[PROBLEM]
Show each line of the records that contains the word "vertical". Case counts.

[SUPPLIED DATA]
>> Begin

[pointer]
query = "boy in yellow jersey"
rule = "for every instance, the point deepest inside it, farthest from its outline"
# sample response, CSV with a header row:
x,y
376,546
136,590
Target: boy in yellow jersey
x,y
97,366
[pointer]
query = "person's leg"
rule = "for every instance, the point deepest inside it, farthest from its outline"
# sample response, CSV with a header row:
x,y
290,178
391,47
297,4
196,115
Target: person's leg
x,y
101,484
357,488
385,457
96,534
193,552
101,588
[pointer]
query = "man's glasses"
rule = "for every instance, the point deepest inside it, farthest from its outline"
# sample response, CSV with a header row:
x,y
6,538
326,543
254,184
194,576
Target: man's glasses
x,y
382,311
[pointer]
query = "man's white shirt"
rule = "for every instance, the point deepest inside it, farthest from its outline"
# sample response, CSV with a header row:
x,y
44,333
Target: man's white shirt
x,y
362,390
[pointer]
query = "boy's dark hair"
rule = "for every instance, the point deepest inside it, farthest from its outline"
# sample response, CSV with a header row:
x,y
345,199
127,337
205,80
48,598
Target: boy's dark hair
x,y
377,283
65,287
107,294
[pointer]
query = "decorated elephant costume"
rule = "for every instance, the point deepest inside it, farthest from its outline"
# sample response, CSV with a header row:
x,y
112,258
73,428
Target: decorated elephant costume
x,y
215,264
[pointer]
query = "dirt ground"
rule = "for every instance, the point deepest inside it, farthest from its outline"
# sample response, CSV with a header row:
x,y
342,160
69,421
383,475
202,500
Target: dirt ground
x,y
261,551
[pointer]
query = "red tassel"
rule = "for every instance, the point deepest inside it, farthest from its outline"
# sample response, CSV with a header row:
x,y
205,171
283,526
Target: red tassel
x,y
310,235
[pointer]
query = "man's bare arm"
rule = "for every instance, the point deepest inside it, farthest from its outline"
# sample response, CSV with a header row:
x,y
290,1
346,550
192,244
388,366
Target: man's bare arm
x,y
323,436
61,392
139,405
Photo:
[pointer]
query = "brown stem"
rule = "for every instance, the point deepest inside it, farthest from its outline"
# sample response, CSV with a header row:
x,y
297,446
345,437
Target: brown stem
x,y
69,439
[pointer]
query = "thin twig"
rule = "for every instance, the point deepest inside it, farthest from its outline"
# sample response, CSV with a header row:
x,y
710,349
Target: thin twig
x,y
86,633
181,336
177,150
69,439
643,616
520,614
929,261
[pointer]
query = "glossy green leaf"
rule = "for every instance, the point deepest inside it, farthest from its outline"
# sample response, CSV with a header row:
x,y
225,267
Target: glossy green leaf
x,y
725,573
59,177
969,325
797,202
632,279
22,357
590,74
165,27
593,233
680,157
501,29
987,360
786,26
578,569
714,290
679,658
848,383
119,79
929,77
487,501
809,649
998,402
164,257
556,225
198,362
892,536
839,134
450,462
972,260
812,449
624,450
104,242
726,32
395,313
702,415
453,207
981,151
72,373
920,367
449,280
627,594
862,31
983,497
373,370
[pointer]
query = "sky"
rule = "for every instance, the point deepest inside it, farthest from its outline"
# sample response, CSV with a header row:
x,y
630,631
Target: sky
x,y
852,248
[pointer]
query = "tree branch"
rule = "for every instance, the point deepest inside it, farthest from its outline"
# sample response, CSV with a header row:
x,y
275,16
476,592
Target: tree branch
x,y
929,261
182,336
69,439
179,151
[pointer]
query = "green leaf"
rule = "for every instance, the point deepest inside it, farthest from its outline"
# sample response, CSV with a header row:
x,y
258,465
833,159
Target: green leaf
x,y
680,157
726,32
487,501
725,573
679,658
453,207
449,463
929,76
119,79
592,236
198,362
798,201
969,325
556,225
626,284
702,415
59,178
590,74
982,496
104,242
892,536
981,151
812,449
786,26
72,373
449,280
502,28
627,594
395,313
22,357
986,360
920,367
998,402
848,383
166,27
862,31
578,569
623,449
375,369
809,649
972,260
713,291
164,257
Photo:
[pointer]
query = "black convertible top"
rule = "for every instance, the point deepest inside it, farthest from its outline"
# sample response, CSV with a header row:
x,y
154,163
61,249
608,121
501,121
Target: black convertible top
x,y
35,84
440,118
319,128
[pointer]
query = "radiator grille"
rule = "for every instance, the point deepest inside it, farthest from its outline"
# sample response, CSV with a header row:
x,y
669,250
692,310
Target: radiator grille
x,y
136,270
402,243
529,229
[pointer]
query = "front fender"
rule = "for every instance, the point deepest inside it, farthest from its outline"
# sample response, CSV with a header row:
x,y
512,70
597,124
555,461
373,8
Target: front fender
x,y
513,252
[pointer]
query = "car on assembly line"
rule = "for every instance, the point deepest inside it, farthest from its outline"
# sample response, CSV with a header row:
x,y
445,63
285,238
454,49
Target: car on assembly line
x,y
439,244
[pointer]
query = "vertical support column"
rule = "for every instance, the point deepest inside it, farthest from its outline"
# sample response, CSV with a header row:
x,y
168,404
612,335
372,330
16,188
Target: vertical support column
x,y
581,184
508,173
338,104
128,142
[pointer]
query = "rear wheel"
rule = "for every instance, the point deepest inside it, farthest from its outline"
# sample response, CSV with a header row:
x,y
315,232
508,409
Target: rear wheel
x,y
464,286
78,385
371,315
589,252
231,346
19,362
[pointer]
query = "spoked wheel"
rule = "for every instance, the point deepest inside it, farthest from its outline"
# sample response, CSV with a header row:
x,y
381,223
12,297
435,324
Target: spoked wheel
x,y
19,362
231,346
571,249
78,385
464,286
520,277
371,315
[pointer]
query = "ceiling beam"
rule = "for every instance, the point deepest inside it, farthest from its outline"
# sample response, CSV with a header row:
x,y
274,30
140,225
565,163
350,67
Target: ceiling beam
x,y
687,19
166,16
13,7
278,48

>> End

[RESPONSE TO THIS EXERCISE]
query = "vertical support column"
Target: vertical support column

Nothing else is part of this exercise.